Stored records:
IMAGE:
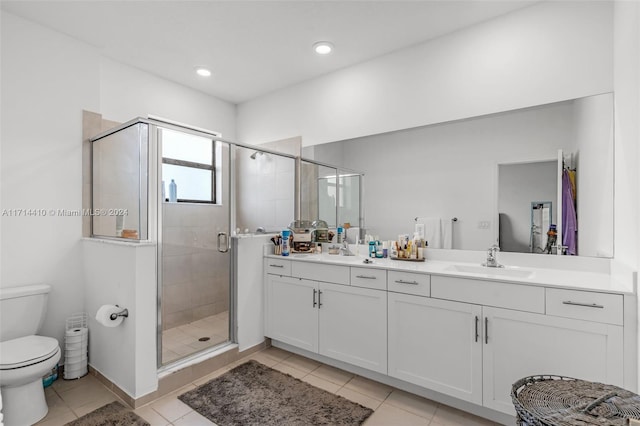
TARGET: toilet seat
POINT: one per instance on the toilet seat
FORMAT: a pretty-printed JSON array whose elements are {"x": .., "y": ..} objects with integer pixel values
[{"x": 25, "y": 351}]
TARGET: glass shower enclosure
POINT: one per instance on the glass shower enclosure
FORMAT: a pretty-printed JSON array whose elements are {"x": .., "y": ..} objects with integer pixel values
[{"x": 167, "y": 183}]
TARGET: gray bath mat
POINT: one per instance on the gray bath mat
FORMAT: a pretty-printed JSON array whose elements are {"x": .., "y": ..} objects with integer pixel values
[
  {"x": 113, "y": 414},
  {"x": 253, "y": 394}
]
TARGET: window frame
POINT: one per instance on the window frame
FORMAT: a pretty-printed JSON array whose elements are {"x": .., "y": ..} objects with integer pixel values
[{"x": 201, "y": 166}]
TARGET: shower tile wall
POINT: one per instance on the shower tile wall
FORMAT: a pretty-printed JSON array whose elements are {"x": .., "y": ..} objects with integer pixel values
[
  {"x": 195, "y": 276},
  {"x": 265, "y": 191}
]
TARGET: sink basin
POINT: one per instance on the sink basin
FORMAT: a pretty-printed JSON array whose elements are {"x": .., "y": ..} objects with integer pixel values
[{"x": 483, "y": 270}]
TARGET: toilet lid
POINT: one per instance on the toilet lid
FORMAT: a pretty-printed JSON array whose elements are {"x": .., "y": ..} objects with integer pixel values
[{"x": 26, "y": 350}]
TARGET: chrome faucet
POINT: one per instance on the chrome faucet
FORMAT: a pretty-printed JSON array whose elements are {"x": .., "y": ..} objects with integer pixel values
[
  {"x": 492, "y": 257},
  {"x": 345, "y": 250}
]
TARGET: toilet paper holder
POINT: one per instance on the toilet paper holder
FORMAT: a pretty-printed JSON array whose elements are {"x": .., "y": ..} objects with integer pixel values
[{"x": 123, "y": 313}]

#### [EXERCISE DESCRIPTION]
Format every line of the records above as a Markdown table with the columns "Row" and "Line", skipping blank lines. Leave the pictures out of the table.

#### [TASK RESULT]
| Row | Line |
|---|---|
| 1 | IMAGE: |
| 2 | TARGET: toilet seat |
| 3 | POINT: one per instance on the toilet seat |
| 4 | FORMAT: a pretty-printed JSON array whose elements are {"x": .., "y": ..} objects with integer pixel values |
| 5 | [{"x": 25, "y": 351}] |
| 6 | TARGET: glass shower enclosure |
| 7 | POINT: one per instance on the glass shower enclosure |
| 8 | FORMAT: a pretty-printed JSON array whose elements are {"x": .., "y": ..} objects with integer pixel values |
| 9 | [{"x": 167, "y": 183}] |
| 10 | TARGET: gray bath mat |
| 11 | POINT: one per instance on the gray bath mat |
| 12 | FORMAT: a pretty-printed JSON array whose elements are {"x": .., "y": ..} objects with integer pixel values |
| 13 | [ |
| 14 |   {"x": 113, "y": 414}, |
| 15 |   {"x": 253, "y": 394} |
| 16 | ] |
| 17 | TARGET: window frame |
| 18 | POINT: one per instance on the window frame |
| 19 | FORMAT: a pretty-printed JSON array whose elements are {"x": .., "y": ..} objects with integer pixel values |
| 20 | [{"x": 201, "y": 166}] |
| 21 | TARGET: shower tile wall |
| 22 | POINT: one per instance on the shower tile wall |
| 23 | FORMAT: a pretty-printed JSON array whose elements are {"x": .., "y": ..} objects with integer pixel values |
| 24 | [ |
| 25 |   {"x": 195, "y": 276}, |
| 26 |   {"x": 265, "y": 191} |
| 27 | ] |
| 28 | TARGET: sink basin |
| 29 | POINT: one per instance on the sink basin |
| 30 | FORMAT: a pretty-printed JSON array whose elements are {"x": .., "y": ..} objects with integer pixel values |
| 31 | [{"x": 483, "y": 270}] |
| 32 | TARGET: toilet lid |
| 33 | POINT: one per instance on the toilet lid |
| 34 | FORMAT: a pretty-printed JSON array whose elements are {"x": .., "y": ..} objects with integer pixel values |
| 35 | [{"x": 26, "y": 350}] |
| 36 | TARGET: chrome faucet |
| 37 | POINT: one per instance on the chrome faucet |
| 38 | FORMAT: a pretty-printed JSON array whose elements are {"x": .., "y": ..} objects with integer pixel values |
| 39 | [ |
| 40 |   {"x": 492, "y": 257}, |
| 41 |   {"x": 345, "y": 250} |
| 42 | ] |
| 43 | TARGET: toilet paper holder |
| 44 | POINT: one per instance on the toilet paper holder |
| 45 | FORMAT: a pretty-printed JSON array whose elements are {"x": .., "y": ..} objects with integer pixel values |
| 46 | [{"x": 123, "y": 313}] |